Available data>
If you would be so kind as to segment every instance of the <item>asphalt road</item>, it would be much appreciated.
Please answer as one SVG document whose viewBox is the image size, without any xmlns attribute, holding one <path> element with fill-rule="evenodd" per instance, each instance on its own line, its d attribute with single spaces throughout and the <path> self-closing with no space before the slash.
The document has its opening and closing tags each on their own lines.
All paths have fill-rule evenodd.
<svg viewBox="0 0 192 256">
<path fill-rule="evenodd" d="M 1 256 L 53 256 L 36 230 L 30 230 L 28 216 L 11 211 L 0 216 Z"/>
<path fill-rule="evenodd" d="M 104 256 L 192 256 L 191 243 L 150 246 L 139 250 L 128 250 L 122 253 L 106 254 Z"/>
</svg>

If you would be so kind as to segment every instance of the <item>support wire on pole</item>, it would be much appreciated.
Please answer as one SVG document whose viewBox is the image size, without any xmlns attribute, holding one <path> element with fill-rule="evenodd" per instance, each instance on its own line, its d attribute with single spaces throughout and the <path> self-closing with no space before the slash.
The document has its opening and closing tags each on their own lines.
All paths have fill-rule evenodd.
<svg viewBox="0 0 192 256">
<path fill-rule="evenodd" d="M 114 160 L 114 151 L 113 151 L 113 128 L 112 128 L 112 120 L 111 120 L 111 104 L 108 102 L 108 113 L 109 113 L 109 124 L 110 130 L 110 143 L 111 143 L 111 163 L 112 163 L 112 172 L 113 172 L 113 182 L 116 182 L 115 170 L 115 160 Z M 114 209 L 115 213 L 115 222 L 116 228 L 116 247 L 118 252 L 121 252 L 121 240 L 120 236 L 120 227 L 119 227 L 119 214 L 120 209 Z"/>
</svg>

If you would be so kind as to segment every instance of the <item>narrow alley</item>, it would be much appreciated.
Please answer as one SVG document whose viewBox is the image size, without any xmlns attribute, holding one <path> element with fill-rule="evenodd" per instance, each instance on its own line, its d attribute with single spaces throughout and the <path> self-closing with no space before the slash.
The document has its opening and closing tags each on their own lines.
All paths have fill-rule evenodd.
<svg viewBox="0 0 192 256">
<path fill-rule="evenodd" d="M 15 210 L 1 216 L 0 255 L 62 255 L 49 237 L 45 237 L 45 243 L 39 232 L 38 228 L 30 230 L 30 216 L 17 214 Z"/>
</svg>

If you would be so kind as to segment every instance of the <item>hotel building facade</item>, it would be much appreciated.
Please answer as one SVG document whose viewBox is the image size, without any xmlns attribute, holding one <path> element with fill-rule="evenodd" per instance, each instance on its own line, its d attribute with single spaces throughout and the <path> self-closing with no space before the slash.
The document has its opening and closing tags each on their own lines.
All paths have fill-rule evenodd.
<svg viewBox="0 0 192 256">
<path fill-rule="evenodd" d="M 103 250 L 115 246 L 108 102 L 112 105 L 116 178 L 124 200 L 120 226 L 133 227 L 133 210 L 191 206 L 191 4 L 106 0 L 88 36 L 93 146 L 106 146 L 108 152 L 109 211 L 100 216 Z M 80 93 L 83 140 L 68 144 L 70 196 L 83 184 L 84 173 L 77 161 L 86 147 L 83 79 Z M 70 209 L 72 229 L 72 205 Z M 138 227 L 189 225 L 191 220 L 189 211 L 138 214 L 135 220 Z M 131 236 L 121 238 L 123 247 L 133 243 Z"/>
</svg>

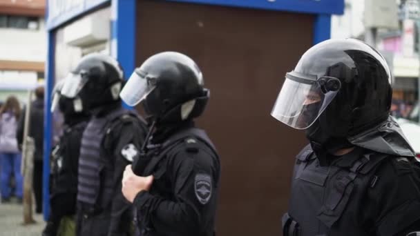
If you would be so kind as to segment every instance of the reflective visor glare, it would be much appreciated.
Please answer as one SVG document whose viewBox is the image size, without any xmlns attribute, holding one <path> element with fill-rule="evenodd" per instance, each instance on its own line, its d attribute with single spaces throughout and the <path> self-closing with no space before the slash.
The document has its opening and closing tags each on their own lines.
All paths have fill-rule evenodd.
<svg viewBox="0 0 420 236">
<path fill-rule="evenodd" d="M 61 88 L 61 95 L 69 98 L 74 98 L 83 86 L 80 75 L 70 73 L 65 79 Z"/>
<path fill-rule="evenodd" d="M 286 78 L 271 116 L 296 129 L 305 129 L 314 124 L 337 92 L 324 94 L 318 83 L 298 82 Z"/>
<path fill-rule="evenodd" d="M 147 79 L 135 71 L 122 88 L 120 97 L 128 106 L 134 106 L 144 100 L 155 88 L 155 86 L 149 84 Z"/>
</svg>

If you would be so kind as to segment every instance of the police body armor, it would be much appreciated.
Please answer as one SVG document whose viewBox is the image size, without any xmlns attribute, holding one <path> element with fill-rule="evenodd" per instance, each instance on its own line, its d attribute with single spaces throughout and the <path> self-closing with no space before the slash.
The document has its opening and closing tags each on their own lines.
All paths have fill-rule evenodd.
<svg viewBox="0 0 420 236">
<path fill-rule="evenodd" d="M 88 213 L 95 213 L 106 208 L 114 191 L 113 178 L 113 157 L 102 148 L 105 136 L 110 133 L 117 121 L 124 117 L 137 116 L 132 112 L 117 109 L 100 117 L 93 117 L 82 139 L 79 160 L 77 201 L 90 207 Z"/>
<path fill-rule="evenodd" d="M 184 148 L 184 146 L 179 144 L 183 141 L 188 141 L 191 138 L 204 144 L 200 145 L 200 149 L 202 151 L 211 155 L 218 156 L 214 145 L 206 132 L 198 128 L 189 128 L 176 132 L 162 144 L 149 144 L 147 153 L 140 155 L 133 164 L 133 166 L 135 166 L 133 171 L 136 175 L 141 176 L 153 175 L 153 185 L 149 190 L 151 194 L 158 195 L 166 199 L 173 199 L 172 186 L 170 186 L 170 183 L 162 178 L 166 170 L 164 167 L 166 157 L 170 156 L 171 153 L 177 153 L 180 148 Z M 198 152 L 194 148 L 191 148 L 190 150 Z M 216 182 L 218 182 L 218 180 Z M 215 186 L 215 188 L 217 188 L 218 186 Z M 217 190 L 215 190 L 215 193 L 217 193 Z M 140 228 L 140 232 L 137 232 L 136 235 L 139 234 L 141 236 L 154 235 L 154 230 L 148 219 L 149 216 L 137 215 L 137 213 L 135 215 L 134 224 Z"/>
<path fill-rule="evenodd" d="M 390 155 L 376 152 L 321 166 L 308 146 L 296 157 L 289 212 L 282 219 L 285 236 L 366 235 L 354 224 L 351 210 L 377 181 L 376 168 Z M 352 201 L 350 201 L 350 197 Z"/>
<path fill-rule="evenodd" d="M 52 152 L 52 197 L 60 193 L 77 193 L 79 157 L 71 157 L 69 144 L 80 141 L 70 139 L 75 137 L 81 138 L 87 124 L 85 121 L 73 126 L 66 126 L 59 144 Z"/>
</svg>

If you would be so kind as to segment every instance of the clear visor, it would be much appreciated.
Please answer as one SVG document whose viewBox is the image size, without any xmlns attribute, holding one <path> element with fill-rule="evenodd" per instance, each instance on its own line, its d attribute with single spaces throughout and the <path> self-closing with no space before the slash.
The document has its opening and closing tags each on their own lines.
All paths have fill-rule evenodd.
<svg viewBox="0 0 420 236">
<path fill-rule="evenodd" d="M 319 117 L 337 92 L 323 92 L 316 79 L 287 74 L 271 116 L 292 128 L 306 129 Z"/>
<path fill-rule="evenodd" d="M 86 81 L 87 79 L 83 79 L 81 74 L 69 73 L 64 79 L 61 95 L 68 98 L 76 97 Z"/>
<path fill-rule="evenodd" d="M 134 106 L 143 101 L 156 88 L 155 81 L 134 71 L 120 93 L 127 105 Z"/>
</svg>

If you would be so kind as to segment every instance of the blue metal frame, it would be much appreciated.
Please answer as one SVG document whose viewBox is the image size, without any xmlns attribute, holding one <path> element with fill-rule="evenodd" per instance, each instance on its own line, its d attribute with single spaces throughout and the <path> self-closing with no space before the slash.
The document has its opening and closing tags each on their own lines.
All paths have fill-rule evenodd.
<svg viewBox="0 0 420 236">
<path fill-rule="evenodd" d="M 122 67 L 124 75 L 129 77 L 135 68 L 136 0 L 113 0 L 113 30 L 111 55 Z M 123 103 L 128 109 L 132 108 Z"/>
<path fill-rule="evenodd" d="M 344 0 L 166 0 L 184 3 L 284 10 L 312 14 L 344 12 Z"/>
<path fill-rule="evenodd" d="M 48 1 L 47 0 L 47 6 Z M 57 0 L 63 1 L 63 0 Z M 52 115 L 48 108 L 51 106 L 51 92 L 54 84 L 55 62 L 55 32 L 54 29 L 67 23 L 111 0 L 85 0 L 83 7 L 65 12 L 55 19 L 48 19 L 48 59 L 46 63 L 46 99 L 44 120 L 44 217 L 49 217 L 49 173 L 50 153 L 52 141 Z M 135 68 L 135 37 L 136 37 L 136 1 L 112 0 L 111 11 L 114 14 L 111 35 L 111 52 L 120 62 L 126 76 Z M 166 0 L 191 3 L 219 5 L 231 7 L 242 7 L 271 10 L 285 10 L 315 14 L 314 23 L 314 44 L 330 38 L 331 14 L 343 14 L 344 0 Z M 48 7 L 46 14 L 48 19 Z"/>
<path fill-rule="evenodd" d="M 319 14 L 314 22 L 314 45 L 331 38 L 331 15 Z"/>
<path fill-rule="evenodd" d="M 51 0 L 47 0 L 48 3 Z M 62 4 L 66 2 L 63 0 L 55 0 L 60 1 Z M 58 16 L 52 19 L 48 19 L 46 23 L 46 28 L 48 30 L 51 30 L 55 28 L 57 28 L 73 19 L 79 17 L 82 14 L 86 13 L 96 8 L 99 8 L 102 5 L 108 3 L 111 0 L 84 0 L 82 2 L 82 5 L 76 6 L 69 9 L 68 11 L 61 12 Z"/>
<path fill-rule="evenodd" d="M 47 14 L 48 15 L 48 9 Z M 52 141 L 52 114 L 50 111 L 51 107 L 51 92 L 54 86 L 55 75 L 55 32 L 50 30 L 47 36 L 47 63 L 45 66 L 45 99 L 44 99 L 44 168 L 42 176 L 42 212 L 44 219 L 46 221 L 50 217 L 50 153 Z"/>
</svg>

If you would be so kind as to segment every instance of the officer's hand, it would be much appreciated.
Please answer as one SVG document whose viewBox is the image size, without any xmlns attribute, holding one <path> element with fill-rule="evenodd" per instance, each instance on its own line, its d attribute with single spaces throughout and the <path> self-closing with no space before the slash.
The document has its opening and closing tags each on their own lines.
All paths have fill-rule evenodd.
<svg viewBox="0 0 420 236">
<path fill-rule="evenodd" d="M 153 175 L 145 177 L 135 175 L 131 170 L 131 165 L 128 165 L 122 177 L 122 194 L 128 201 L 133 203 L 141 190 L 149 191 L 153 182 Z"/>
</svg>

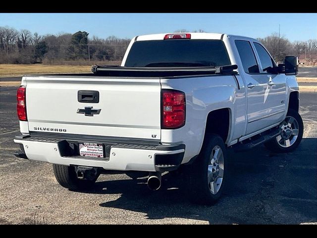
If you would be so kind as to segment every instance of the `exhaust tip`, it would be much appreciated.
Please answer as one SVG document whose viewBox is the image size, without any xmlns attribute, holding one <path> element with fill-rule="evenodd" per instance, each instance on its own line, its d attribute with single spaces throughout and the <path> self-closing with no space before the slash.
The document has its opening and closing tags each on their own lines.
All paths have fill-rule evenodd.
<svg viewBox="0 0 317 238">
<path fill-rule="evenodd" d="M 160 187 L 160 179 L 157 176 L 151 176 L 148 179 L 148 186 L 151 190 L 158 190 Z"/>
</svg>

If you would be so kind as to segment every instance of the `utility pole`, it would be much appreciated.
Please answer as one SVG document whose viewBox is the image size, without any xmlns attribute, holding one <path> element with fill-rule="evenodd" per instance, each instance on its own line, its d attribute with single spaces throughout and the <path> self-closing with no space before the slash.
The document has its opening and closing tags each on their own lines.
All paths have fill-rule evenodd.
<svg viewBox="0 0 317 238">
<path fill-rule="evenodd" d="M 278 24 L 278 58 L 279 58 L 279 39 L 281 35 L 281 24 Z"/>
<path fill-rule="evenodd" d="M 306 66 L 306 50 L 307 49 L 307 42 L 305 41 L 305 66 Z"/>
<path fill-rule="evenodd" d="M 89 51 L 89 45 L 88 45 L 88 61 L 90 61 L 90 52 Z"/>
</svg>

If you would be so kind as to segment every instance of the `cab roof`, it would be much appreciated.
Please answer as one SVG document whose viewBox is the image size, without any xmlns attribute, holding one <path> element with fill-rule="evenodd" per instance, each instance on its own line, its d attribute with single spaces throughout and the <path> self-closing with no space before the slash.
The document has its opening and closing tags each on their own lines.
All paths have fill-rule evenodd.
<svg viewBox="0 0 317 238">
<path fill-rule="evenodd" d="M 249 39 L 255 40 L 255 39 L 241 36 L 235 36 L 234 35 L 228 35 L 225 33 L 209 33 L 207 32 L 196 33 L 196 32 L 182 32 L 182 33 L 166 33 L 161 34 L 154 34 L 151 35 L 144 35 L 138 36 L 134 38 L 135 41 L 150 41 L 154 40 L 163 40 L 164 37 L 167 34 L 190 34 L 191 39 L 200 40 L 221 40 L 224 37 L 237 37 L 247 38 Z"/>
</svg>

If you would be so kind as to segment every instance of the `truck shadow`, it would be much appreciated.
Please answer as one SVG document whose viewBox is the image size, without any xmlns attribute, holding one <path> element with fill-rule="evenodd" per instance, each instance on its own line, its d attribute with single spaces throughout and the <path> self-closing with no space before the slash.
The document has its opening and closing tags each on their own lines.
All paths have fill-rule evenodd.
<svg viewBox="0 0 317 238">
<path fill-rule="evenodd" d="M 149 219 L 165 219 L 166 223 L 168 218 L 179 218 L 180 223 L 186 223 L 182 219 L 210 224 L 317 222 L 317 138 L 303 139 L 295 151 L 287 154 L 260 146 L 239 153 L 229 151 L 228 155 L 228 182 L 214 206 L 190 203 L 184 180 L 169 173 L 162 177 L 158 191 L 147 188 L 146 178 L 126 177 L 97 182 L 90 192 L 122 194 L 100 205 L 144 213 Z"/>
</svg>

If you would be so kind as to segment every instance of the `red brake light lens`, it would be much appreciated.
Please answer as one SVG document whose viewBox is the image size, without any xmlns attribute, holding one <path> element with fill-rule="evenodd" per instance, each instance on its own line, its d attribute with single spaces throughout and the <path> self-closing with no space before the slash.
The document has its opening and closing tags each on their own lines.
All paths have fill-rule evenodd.
<svg viewBox="0 0 317 238">
<path fill-rule="evenodd" d="M 185 93 L 180 91 L 164 90 L 162 92 L 162 129 L 176 129 L 185 125 Z"/>
<path fill-rule="evenodd" d="M 188 33 L 184 34 L 167 34 L 164 37 L 164 40 L 171 40 L 173 39 L 190 39 L 191 35 Z"/>
<path fill-rule="evenodd" d="M 21 86 L 18 88 L 16 92 L 16 111 L 18 114 L 18 118 L 20 120 L 27 120 L 26 118 L 26 104 L 25 102 L 25 92 L 26 86 Z"/>
</svg>

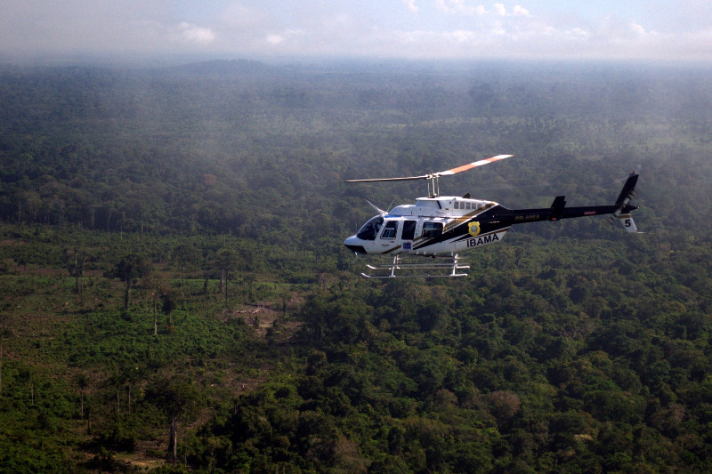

Stated task> Rewrite everything in the material from the line containing "frame, it would be much appreciated." down to the line containing "344 0 L 166", with "blue metal frame" changed to "green metal frame" and nothing else altered.

Expected answer>
If you would be so kind as to segment every instance of the green metal frame, it would be much appreciated.
Please answer as one SVG document whose viewBox is the image size, without any xmlns attribute, holding one <path> element with fill-rule="evenodd" per instance, each instance on its own line, its d attribute with single spaces throughout and the <path> self-closing with no space before the slash.
The document has its opening and closing tags each on their own lines.
All paths have fill-rule evenodd.
<svg viewBox="0 0 420 236">
<path fill-rule="evenodd" d="M 122 67 L 124 75 L 129 77 L 135 68 L 136 0 L 113 0 L 113 30 L 111 55 Z M 123 103 L 128 109 L 132 108 Z"/>
<path fill-rule="evenodd" d="M 344 0 L 166 0 L 184 3 L 284 10 L 312 14 L 344 12 Z"/>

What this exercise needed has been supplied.